— Goals —
(a) In the writing excerpt, can you reproduce the passage between "I don’t take" and "really fancy pen.", inclusive, updated so that "fancy pen" reads "expensive pen"?
(b) How would you translate this sentence from the writing excerpt into Spanish: "But the question of how someone becomes a writer still intrigued me, mainly because I still don’t know myself."?

— Page extract —
########################################
Many people have written to me over the past few months to very kindly congratulate me on having my first humor book, “It’s Not PMS, It’s You” on the verge of being published.  Usually those who have some sort of history with me also write to politely inquire exactly how I managed to pull off such a thing in the first place.

“Deb”, they basically ask, “how is it possible that you were able to convince someone to let you write an entire book?  When we were in college you couldn’t put two coherent sentences together, mostly because of your propensity for experimenting with adult beverages, and when you did, they usually came out as a random quote from some obscure British comedy sketch.”

I don’t take any of this personally.  I just spend a lot of time secretly thanking whomever is making the Universe run and hoping that I have more books in me.

But the question of how someone becomes a writer still intrigued me, mainly because I still don’t know myself.  Most people who practice this exercise in masochism probably find their muse at a fairly young age.  They probably go on to write short stories, manuscripts, screenplays, take writing workshops, and major in English or Literature in college.  They probably own at least one really fancy pen.
########################################
Records from a collection
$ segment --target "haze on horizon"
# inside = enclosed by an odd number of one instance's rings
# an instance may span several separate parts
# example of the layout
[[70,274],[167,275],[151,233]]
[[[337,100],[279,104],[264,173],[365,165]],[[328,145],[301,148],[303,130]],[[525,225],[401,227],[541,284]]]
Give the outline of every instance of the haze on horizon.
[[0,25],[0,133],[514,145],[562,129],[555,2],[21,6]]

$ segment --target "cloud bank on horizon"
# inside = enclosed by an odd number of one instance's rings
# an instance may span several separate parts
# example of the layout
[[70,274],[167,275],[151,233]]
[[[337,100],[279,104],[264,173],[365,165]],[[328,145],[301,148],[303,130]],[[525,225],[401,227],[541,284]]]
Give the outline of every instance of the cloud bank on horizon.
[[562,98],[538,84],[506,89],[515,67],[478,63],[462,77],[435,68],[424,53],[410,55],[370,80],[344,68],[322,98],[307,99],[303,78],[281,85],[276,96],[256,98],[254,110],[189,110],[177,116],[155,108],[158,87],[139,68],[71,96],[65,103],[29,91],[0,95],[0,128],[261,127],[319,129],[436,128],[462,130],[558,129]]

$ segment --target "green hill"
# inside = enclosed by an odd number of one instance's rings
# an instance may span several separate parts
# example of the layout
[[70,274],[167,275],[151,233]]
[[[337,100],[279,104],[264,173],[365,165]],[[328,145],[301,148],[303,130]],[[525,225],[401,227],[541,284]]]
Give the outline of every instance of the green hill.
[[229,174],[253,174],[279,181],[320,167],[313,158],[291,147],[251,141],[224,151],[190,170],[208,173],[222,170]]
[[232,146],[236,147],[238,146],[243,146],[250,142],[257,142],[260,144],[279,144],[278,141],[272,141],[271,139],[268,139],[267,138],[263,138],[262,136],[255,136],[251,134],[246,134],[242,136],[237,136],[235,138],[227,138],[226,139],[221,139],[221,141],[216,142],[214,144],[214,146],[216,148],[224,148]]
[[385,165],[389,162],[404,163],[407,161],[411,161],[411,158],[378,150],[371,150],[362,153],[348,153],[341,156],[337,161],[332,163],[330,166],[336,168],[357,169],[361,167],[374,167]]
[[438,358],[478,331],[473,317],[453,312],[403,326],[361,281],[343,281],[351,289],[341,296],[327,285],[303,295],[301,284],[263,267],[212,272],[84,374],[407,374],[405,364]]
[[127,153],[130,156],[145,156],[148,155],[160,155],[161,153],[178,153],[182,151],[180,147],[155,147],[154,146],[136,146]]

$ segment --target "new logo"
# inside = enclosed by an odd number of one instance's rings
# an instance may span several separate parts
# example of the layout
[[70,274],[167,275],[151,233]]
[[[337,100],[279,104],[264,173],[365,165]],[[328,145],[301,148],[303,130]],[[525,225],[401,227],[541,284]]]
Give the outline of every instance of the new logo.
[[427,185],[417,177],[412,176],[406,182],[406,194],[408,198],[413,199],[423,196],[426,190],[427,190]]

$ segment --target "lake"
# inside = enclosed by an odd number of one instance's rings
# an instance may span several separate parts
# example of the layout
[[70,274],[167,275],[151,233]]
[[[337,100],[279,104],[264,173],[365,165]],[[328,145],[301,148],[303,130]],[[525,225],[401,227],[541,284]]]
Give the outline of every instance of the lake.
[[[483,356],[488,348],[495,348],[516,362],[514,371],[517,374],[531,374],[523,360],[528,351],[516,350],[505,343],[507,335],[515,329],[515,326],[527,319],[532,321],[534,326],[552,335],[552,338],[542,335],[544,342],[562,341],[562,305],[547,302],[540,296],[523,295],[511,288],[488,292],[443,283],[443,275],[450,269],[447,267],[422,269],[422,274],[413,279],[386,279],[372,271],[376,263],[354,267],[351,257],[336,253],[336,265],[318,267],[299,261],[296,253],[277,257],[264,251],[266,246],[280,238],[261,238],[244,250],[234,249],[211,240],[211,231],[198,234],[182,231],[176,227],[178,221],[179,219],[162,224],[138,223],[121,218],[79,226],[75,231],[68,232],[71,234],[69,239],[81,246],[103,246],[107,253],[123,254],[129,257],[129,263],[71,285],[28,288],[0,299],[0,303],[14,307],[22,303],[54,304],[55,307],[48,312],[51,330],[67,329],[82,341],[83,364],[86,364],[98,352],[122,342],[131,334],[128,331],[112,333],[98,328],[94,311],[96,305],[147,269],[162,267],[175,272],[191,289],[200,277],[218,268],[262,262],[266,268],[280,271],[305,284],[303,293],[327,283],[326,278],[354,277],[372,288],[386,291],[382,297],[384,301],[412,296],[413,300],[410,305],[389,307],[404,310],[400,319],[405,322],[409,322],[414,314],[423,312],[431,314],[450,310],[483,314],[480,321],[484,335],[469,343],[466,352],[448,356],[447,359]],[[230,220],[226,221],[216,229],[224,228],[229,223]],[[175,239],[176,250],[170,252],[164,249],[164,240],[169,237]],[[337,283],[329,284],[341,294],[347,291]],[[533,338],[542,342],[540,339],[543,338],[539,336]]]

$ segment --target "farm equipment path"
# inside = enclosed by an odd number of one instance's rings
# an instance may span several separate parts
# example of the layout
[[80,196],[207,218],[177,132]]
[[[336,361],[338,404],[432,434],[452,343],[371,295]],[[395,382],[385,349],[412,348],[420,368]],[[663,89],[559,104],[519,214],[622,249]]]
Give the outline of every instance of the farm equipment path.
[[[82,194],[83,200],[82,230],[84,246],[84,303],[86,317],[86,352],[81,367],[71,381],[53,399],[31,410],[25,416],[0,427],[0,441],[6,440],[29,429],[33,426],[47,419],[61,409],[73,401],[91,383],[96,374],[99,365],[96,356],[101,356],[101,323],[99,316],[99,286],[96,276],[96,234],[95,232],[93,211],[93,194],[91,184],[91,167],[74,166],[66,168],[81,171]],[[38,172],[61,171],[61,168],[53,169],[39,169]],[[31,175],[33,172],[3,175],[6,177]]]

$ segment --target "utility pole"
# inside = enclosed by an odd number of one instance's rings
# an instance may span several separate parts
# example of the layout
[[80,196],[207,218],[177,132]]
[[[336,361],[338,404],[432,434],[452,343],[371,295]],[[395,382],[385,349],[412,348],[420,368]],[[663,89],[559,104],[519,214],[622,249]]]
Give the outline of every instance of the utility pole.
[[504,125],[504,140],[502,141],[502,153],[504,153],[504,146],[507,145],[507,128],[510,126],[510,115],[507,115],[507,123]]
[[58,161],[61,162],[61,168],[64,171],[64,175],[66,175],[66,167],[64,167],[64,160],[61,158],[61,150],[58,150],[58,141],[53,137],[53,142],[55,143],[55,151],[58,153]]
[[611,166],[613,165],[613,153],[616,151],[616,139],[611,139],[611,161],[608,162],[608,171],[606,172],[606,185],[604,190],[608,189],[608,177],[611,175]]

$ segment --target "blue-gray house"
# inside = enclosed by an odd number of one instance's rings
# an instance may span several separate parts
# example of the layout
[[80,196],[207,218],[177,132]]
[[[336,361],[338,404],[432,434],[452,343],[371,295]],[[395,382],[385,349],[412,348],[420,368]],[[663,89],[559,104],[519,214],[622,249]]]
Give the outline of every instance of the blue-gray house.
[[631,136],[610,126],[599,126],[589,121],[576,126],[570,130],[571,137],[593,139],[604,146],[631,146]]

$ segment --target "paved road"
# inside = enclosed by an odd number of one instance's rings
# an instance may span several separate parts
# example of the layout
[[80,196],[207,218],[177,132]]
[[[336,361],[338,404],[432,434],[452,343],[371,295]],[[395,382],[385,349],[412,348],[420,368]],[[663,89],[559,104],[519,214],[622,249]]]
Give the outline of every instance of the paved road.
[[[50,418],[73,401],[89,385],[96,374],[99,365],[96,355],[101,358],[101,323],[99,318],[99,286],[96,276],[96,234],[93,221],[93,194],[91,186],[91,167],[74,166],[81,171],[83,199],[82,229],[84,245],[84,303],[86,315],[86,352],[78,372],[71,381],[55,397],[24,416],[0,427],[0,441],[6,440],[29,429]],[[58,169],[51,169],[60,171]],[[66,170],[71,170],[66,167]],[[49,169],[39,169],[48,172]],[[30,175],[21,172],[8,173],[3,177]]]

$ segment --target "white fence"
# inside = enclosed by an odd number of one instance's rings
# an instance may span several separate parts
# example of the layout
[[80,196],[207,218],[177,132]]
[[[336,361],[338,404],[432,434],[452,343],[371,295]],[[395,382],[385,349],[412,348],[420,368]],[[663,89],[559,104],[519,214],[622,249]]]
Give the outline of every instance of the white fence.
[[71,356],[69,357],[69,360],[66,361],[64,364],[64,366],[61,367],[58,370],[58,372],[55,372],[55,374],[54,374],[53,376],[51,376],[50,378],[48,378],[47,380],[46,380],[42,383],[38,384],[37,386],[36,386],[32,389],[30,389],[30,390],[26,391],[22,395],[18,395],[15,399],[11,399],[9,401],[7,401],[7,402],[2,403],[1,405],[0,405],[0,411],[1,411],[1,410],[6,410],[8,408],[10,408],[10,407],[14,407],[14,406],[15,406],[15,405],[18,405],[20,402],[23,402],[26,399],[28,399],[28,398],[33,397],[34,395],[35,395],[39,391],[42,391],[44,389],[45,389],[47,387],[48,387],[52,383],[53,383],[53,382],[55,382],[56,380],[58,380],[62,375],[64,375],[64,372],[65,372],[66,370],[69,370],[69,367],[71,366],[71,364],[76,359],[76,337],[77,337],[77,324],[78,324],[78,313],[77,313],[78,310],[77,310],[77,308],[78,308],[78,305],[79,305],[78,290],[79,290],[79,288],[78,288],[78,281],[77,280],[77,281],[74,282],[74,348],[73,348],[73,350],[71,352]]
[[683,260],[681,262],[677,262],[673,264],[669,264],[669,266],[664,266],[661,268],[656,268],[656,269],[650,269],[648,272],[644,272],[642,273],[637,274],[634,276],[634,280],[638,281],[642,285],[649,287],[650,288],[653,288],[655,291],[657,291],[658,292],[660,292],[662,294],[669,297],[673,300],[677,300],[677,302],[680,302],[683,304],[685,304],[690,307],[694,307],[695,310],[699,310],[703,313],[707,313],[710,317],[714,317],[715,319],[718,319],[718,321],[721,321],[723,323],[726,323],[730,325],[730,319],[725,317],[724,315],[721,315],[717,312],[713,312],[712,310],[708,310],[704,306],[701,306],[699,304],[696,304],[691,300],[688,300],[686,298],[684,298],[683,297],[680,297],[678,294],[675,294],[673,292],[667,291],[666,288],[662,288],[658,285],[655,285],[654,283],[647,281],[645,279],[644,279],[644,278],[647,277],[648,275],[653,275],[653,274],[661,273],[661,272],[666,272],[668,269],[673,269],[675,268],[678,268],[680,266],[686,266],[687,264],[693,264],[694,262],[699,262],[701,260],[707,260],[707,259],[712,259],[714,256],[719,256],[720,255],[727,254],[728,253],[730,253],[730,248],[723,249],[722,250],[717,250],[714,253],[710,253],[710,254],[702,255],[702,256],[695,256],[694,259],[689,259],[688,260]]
########################################
— Solutions by task —
(a)
I don’t take any of this personally.  I just spend a lot of time secretly thanking whomever is making the Universe run and hoping that I have more books in me.

But the question of how someone becomes a writer still intrigued me, mainly because I still don’t know myself.  Most people who practice this exercise in masochism probably find their muse at a fairly young age.  They probably go on to write short stories, manuscripts, screenplays, take writing workshops, and major in English or Literature in college.  They probably own at least one really expensive pen.

(b) Pero la pregunta de cómo alguien se convierte en escritor todavía me intrigaba, principalmente porque todavía no lo sé ni yo.